Top of PASSAGE FOR REVIEW

'Silent' Artery Disease on the Rise
Study Shows Symptomless Peripheral Artery Disease Increasing Among U.S. Women
WebMD News Archive
Nov. 5, 2007 (Orlando, Fla.) -- A silent type of artery disease that raises the risk of heart attacks and strokes is on the rise in American women, researchers say.
Using government data, they found that asymptomatic, or symptomless, peripheral artery disease (PAD) rates among women aged 40 and older rose from 4.1% in 1999-2000 to 6.3% in 2003-2004.
"A large number of people are at risk and don't know it," says researcher Andrew D. Sumner, MD, medical director of the Heart Station and Cardiac Prevention at Lehigh Valley Hospital in Allentown, Pa.
Among men, asymptomatic PAD rates fell from 3.3% in the earlier time period to 2.8% in the latter period.
The study was presented at the American Heart Association's Scientific Sessions 2007.
PAD and Heart Disease
In people with PAD, fatty deposits accumulate in the inner linings of artery walls, curbing the supply of oxygen-rich blood to limb muscles, particularly in the legs. It's a well-recognized risk factor for future heart attacks and strokes.
Starved for oxygen for long periods of time, leg muscles can cramp and begin hurting after people walk even short distances. Pain typically goes away after a few minutes of rest. But in severe cases of PAD, this leg pain occurs even at rest.
In the study, the researchers detected PAD before symptoms occurred by measuring the ratio of the blood pressure in the ankles and arms -- also referred to as the ankle-brachial index, or ABI. Those with an ABI of less than 0.9 were determined to have PAD.
Obesity and PAD
The increase in PAD among women appeared to be largely driven by a parallel rise in obesity, the study shows.
In the earlier time period studied, 32% of women met the criteria for obesity compared with 47% in the latter period. People with a body mass index (BMI) -- a ratio of height to weight -- of 30 or over are considered to be obese.
Other cardiovascular risk factors that may have played a role: smoking, high blood pressure, and diabetes, Sumner tells WebMD. They also rose significantly over the time period studied.

Bottom of PASSAGE FOR REVIEW
Top of SUPPLIED ENTRIES

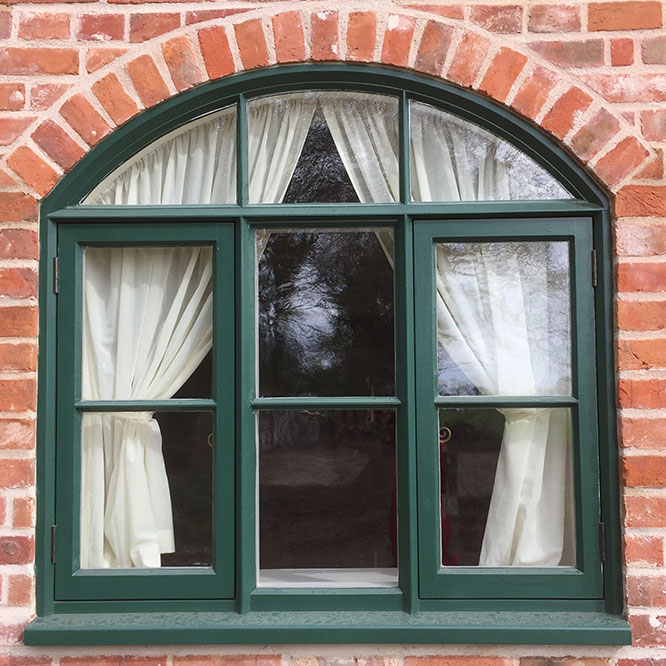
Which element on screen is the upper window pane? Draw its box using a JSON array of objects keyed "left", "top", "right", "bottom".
[
  {"left": 409, "top": 102, "right": 572, "bottom": 201},
  {"left": 248, "top": 92, "right": 399, "bottom": 203},
  {"left": 82, "top": 106, "right": 236, "bottom": 205}
]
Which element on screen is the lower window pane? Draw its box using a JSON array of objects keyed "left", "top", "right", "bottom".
[
  {"left": 258, "top": 410, "right": 397, "bottom": 587},
  {"left": 439, "top": 408, "right": 576, "bottom": 567},
  {"left": 81, "top": 412, "right": 214, "bottom": 569}
]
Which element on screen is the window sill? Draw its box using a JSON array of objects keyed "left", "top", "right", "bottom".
[{"left": 25, "top": 611, "right": 631, "bottom": 645}]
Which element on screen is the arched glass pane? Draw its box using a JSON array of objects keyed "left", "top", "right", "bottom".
[
  {"left": 82, "top": 106, "right": 236, "bottom": 205},
  {"left": 409, "top": 102, "right": 572, "bottom": 201}
]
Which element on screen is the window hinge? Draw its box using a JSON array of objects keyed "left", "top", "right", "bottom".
[{"left": 53, "top": 257, "right": 60, "bottom": 294}]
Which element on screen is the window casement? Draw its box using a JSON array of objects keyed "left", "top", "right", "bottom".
[{"left": 26, "top": 66, "right": 629, "bottom": 644}]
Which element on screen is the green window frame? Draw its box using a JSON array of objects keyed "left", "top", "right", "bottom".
[{"left": 25, "top": 65, "right": 630, "bottom": 645}]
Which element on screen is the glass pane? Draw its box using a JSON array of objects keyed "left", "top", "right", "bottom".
[
  {"left": 81, "top": 247, "right": 213, "bottom": 400},
  {"left": 435, "top": 241, "right": 571, "bottom": 396},
  {"left": 439, "top": 408, "right": 576, "bottom": 567},
  {"left": 257, "top": 228, "right": 395, "bottom": 396},
  {"left": 409, "top": 102, "right": 572, "bottom": 201},
  {"left": 258, "top": 410, "right": 397, "bottom": 587},
  {"left": 81, "top": 412, "right": 214, "bottom": 569},
  {"left": 82, "top": 106, "right": 236, "bottom": 205},
  {"left": 248, "top": 92, "right": 399, "bottom": 203}
]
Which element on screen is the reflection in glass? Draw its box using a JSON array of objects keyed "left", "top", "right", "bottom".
[
  {"left": 436, "top": 241, "right": 571, "bottom": 396},
  {"left": 248, "top": 91, "right": 399, "bottom": 203},
  {"left": 258, "top": 410, "right": 397, "bottom": 587},
  {"left": 257, "top": 228, "right": 395, "bottom": 396},
  {"left": 439, "top": 408, "right": 575, "bottom": 567},
  {"left": 81, "top": 412, "right": 214, "bottom": 569},
  {"left": 409, "top": 102, "right": 572, "bottom": 201},
  {"left": 82, "top": 105, "right": 236, "bottom": 205}
]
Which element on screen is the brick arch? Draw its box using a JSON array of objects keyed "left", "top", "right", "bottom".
[{"left": 0, "top": 5, "right": 652, "bottom": 208}]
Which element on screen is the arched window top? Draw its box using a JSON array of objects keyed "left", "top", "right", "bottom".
[{"left": 83, "top": 91, "right": 573, "bottom": 205}]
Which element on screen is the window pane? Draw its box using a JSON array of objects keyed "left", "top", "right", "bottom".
[
  {"left": 81, "top": 412, "right": 214, "bottom": 569},
  {"left": 258, "top": 410, "right": 397, "bottom": 587},
  {"left": 439, "top": 408, "right": 576, "bottom": 567},
  {"left": 257, "top": 228, "right": 395, "bottom": 396},
  {"left": 248, "top": 92, "right": 399, "bottom": 203},
  {"left": 81, "top": 247, "right": 213, "bottom": 400},
  {"left": 409, "top": 102, "right": 572, "bottom": 201},
  {"left": 82, "top": 106, "right": 236, "bottom": 205},
  {"left": 435, "top": 241, "right": 571, "bottom": 396}
]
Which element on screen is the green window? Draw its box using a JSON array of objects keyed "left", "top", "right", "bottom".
[{"left": 26, "top": 66, "right": 629, "bottom": 644}]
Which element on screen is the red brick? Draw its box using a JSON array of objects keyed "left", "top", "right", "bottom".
[
  {"left": 12, "top": 497, "right": 35, "bottom": 528},
  {"left": 0, "top": 116, "right": 35, "bottom": 146},
  {"left": 127, "top": 55, "right": 169, "bottom": 108},
  {"left": 470, "top": 5, "right": 523, "bottom": 34},
  {"left": 272, "top": 12, "right": 305, "bottom": 62},
  {"left": 481, "top": 48, "right": 527, "bottom": 102},
  {"left": 7, "top": 574, "right": 35, "bottom": 606},
  {"left": 30, "top": 83, "right": 72, "bottom": 111},
  {"left": 130, "top": 14, "right": 180, "bottom": 42},
  {"left": 32, "top": 120, "right": 84, "bottom": 170},
  {"left": 624, "top": 536, "right": 664, "bottom": 566},
  {"left": 587, "top": 2, "right": 662, "bottom": 32},
  {"left": 527, "top": 5, "right": 580, "bottom": 32},
  {"left": 234, "top": 19, "right": 268, "bottom": 69},
  {"left": 611, "top": 38, "right": 634, "bottom": 67},
  {"left": 0, "top": 46, "right": 79, "bottom": 74},
  {"left": 594, "top": 136, "right": 650, "bottom": 187},
  {"left": 0, "top": 536, "right": 34, "bottom": 564},
  {"left": 92, "top": 74, "right": 139, "bottom": 125},
  {"left": 18, "top": 14, "right": 70, "bottom": 39},
  {"left": 511, "top": 67, "right": 559, "bottom": 119},
  {"left": 571, "top": 109, "right": 620, "bottom": 162},
  {"left": 624, "top": 495, "right": 666, "bottom": 527},
  {"left": 541, "top": 88, "right": 592, "bottom": 139},
  {"left": 0, "top": 83, "right": 25, "bottom": 111},
  {"left": 86, "top": 48, "right": 127, "bottom": 72},
  {"left": 162, "top": 37, "right": 206, "bottom": 91},
  {"left": 347, "top": 12, "right": 377, "bottom": 62},
  {"left": 414, "top": 21, "right": 453, "bottom": 76},
  {"left": 0, "top": 192, "right": 37, "bottom": 223},
  {"left": 60, "top": 95, "right": 111, "bottom": 146},
  {"left": 0, "top": 268, "right": 37, "bottom": 298},
  {"left": 382, "top": 14, "right": 416, "bottom": 67},
  {"left": 447, "top": 32, "right": 490, "bottom": 87},
  {"left": 310, "top": 11, "right": 338, "bottom": 60},
  {"left": 76, "top": 14, "right": 125, "bottom": 42},
  {"left": 530, "top": 39, "right": 604, "bottom": 68}
]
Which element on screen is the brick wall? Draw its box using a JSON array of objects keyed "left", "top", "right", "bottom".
[{"left": 0, "top": 0, "right": 666, "bottom": 666}]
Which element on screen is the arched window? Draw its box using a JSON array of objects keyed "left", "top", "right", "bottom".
[{"left": 26, "top": 66, "right": 627, "bottom": 642}]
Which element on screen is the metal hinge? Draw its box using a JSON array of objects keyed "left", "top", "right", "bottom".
[{"left": 53, "top": 257, "right": 60, "bottom": 294}]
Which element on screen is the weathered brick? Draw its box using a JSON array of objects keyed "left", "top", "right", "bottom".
[
  {"left": 347, "top": 12, "right": 377, "bottom": 62},
  {"left": 414, "top": 21, "right": 453, "bottom": 76},
  {"left": 382, "top": 14, "right": 416, "bottom": 67},
  {"left": 234, "top": 19, "right": 268, "bottom": 69},
  {"left": 92, "top": 74, "right": 139, "bottom": 125},
  {"left": 32, "top": 120, "right": 84, "bottom": 170},
  {"left": 162, "top": 37, "right": 206, "bottom": 91},
  {"left": 481, "top": 47, "right": 527, "bottom": 102},
  {"left": 587, "top": 2, "right": 662, "bottom": 32},
  {"left": 527, "top": 5, "right": 580, "bottom": 32},
  {"left": 470, "top": 5, "right": 523, "bottom": 34}
]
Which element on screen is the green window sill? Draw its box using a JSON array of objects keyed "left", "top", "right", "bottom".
[{"left": 25, "top": 611, "right": 631, "bottom": 645}]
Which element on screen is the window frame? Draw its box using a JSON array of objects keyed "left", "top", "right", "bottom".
[{"left": 26, "top": 64, "right": 628, "bottom": 644}]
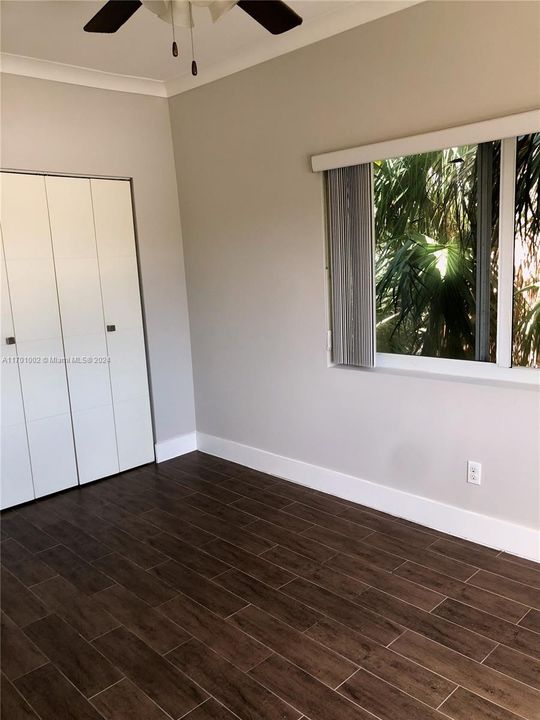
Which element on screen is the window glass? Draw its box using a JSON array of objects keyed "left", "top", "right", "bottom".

Bottom of SUPPLIED ENTRIES

--- TASK DESCRIPTION ---
Answer these questions using the article on silent artery disease.
(a) What were the asymptomatic PAD rates among men in 1999-2000 and in 2003-2004?
(b) What ankle-brachial index value marked a person as having PAD in the study?
(c) What share of women met the criteria for obesity in the earlier period and in the later period?
The records were taken from a separate source.

--- RESPONSE TO THE EXERCISE ---
(a) 3.3% in 1999-2000 and 2.8% in 2003-2004.
(b) An ABI of less than 0.9.
(c) 32% in the earlier period and 47% in the later period.